* **Aim of the task**
Starting with the line that contains "Target — sky", reproduce each line through the end of the listing below, with no other output.
***** Working data
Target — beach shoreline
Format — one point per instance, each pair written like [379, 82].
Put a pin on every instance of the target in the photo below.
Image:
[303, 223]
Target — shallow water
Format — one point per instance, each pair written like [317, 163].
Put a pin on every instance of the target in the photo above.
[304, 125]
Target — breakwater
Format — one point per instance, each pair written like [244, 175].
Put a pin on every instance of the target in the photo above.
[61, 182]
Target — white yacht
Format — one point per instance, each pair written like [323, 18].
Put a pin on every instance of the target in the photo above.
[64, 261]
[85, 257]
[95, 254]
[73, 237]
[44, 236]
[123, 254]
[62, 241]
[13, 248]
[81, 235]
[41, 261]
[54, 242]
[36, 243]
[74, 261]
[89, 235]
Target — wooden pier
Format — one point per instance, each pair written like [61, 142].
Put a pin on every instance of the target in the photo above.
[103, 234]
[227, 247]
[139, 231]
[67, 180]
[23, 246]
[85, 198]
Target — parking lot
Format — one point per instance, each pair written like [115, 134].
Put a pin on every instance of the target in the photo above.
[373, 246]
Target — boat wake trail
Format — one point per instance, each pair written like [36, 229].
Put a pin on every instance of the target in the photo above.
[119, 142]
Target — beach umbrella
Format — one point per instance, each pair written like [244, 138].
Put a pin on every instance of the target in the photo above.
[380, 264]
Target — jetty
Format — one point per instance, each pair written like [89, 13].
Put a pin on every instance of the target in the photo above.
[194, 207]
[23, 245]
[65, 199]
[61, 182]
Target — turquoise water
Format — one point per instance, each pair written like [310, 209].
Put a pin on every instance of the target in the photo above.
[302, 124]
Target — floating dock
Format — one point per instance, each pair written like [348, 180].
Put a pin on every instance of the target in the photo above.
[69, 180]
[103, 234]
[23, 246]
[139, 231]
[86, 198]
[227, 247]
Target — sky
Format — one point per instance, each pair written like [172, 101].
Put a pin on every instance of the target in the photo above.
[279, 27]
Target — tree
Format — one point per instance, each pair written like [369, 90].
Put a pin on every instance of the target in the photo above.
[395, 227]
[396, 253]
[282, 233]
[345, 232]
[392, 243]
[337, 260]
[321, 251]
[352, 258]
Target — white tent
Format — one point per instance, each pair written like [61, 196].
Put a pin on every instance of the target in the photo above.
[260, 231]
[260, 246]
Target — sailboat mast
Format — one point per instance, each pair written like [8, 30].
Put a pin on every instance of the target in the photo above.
**********
* **Task output**
Target — sky
Format — one point per instance, each pair written like [172, 101].
Put a pin on every instance of the target in the photo above.
[279, 27]
Target — tree
Format — one point per instance, each pair written like [369, 90].
Put a pin on every instance of the target in the photo above.
[395, 227]
[396, 253]
[282, 233]
[345, 232]
[392, 243]
[337, 260]
[321, 251]
[352, 258]
Target — white tent
Format — one point per instance, each pair written like [61, 196].
Put a pin on every instance of the target in the photo above.
[260, 231]
[260, 246]
Target — sailboat mast
Format — one point per instance, each pair written like [8, 30].
Put a pin on every instance of the target in the photo above.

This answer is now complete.